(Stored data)
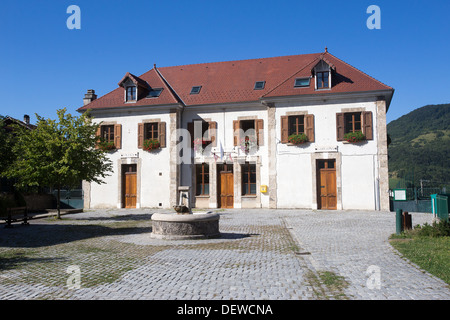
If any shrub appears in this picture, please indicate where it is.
[415,220,450,238]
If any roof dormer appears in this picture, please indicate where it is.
[311,57,336,90]
[118,72,150,102]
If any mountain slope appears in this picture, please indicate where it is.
[387,104,450,186]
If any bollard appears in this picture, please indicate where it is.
[395,209,403,234]
[402,211,412,231]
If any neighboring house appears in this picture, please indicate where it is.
[78,50,394,211]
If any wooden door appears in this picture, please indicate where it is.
[317,160,337,210]
[219,172,234,208]
[122,166,137,208]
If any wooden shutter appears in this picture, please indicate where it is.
[305,114,314,142]
[362,111,373,140]
[138,123,144,149]
[281,116,289,143]
[255,119,264,146]
[336,113,345,141]
[188,122,194,148]
[114,124,122,149]
[95,126,102,149]
[158,122,166,148]
[208,121,217,147]
[233,120,240,146]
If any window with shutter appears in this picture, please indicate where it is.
[281,114,314,143]
[188,120,217,148]
[138,122,166,149]
[96,124,122,150]
[233,119,264,146]
[336,111,373,141]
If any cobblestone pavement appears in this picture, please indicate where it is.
[0,209,450,300]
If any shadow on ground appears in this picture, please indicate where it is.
[0,224,152,248]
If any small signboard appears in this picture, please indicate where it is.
[393,189,406,201]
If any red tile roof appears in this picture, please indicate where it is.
[78,51,393,111]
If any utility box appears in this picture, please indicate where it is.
[431,194,450,221]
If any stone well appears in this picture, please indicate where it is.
[151,187,220,240]
[151,212,220,240]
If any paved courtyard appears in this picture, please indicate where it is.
[0,209,450,300]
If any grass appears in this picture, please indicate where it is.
[390,222,450,285]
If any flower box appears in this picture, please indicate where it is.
[288,133,309,145]
[144,139,160,151]
[98,141,116,151]
[344,131,366,143]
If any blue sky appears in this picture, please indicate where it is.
[0,0,450,122]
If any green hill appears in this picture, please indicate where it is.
[387,104,450,188]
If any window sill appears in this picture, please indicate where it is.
[341,140,367,144]
[285,141,311,147]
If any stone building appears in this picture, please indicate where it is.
[78,50,394,211]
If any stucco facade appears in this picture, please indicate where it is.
[80,53,393,211]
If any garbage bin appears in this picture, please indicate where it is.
[431,193,450,221]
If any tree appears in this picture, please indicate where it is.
[0,115,14,177]
[6,108,112,219]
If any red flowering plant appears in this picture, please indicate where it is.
[144,139,160,151]
[98,139,116,151]
[344,131,366,143]
[288,133,308,144]
[193,138,209,153]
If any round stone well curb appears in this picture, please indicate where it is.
[151,212,220,240]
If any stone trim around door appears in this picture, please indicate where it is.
[311,152,342,210]
[117,157,142,209]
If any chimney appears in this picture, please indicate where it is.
[83,89,97,105]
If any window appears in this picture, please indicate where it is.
[233,119,264,146]
[144,122,158,140]
[280,114,315,143]
[127,86,136,101]
[195,163,209,196]
[100,124,114,142]
[191,86,202,94]
[294,78,309,88]
[253,81,266,90]
[188,120,217,149]
[288,116,305,135]
[96,124,122,149]
[138,121,166,149]
[242,162,256,196]
[316,71,330,89]
[336,111,373,141]
[344,112,361,133]
[147,88,163,98]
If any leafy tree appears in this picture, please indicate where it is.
[0,116,14,177]
[6,108,112,219]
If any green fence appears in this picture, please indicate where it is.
[431,194,450,221]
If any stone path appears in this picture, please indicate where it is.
[0,209,450,300]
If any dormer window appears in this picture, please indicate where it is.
[294,78,309,88]
[126,86,136,101]
[311,59,336,90]
[316,71,330,89]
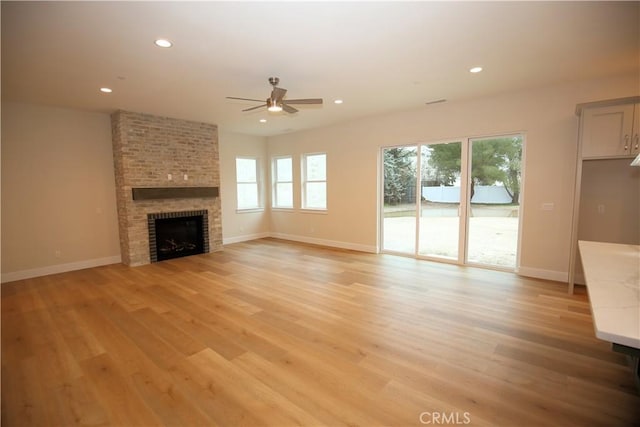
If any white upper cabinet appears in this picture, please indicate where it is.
[582,104,640,159]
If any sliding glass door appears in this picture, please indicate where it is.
[381,135,523,269]
[467,135,522,268]
[418,142,462,260]
[382,146,418,254]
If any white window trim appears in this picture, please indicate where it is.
[271,155,295,211]
[235,156,264,213]
[300,152,329,213]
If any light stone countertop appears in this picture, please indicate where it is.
[578,240,640,349]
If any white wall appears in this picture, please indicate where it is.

__WORK TO DO__. Scale every bounding box coordinate by 1.35, rounding to whole numbers with halves going up, and write out again each line from the start of the records through the line with "[122,166,137,208]", requests included. Leave the pictures out of your answer.

__EXERCISE ANSWER__.
If any shrub appears in this picture, please indicate where it is.
[560,297,608,321]
If any roof dormer appears in this picture, please indicate where it is.
[420,77,454,122]
[159,97,203,138]
If any mountain slope appears in this picture, please indicate where it is.
[522,140,608,251]
If any bollard appears in this picture, please indicate where it is.
[533,282,544,316]
[543,285,556,312]
If any neighboring house appears in this picture, please indicate where it is.
[105,68,532,285]
If any wooden door appears in this picture, please indicate where it is.
[428,216,455,284]
[296,232,316,281]
[165,224,185,281]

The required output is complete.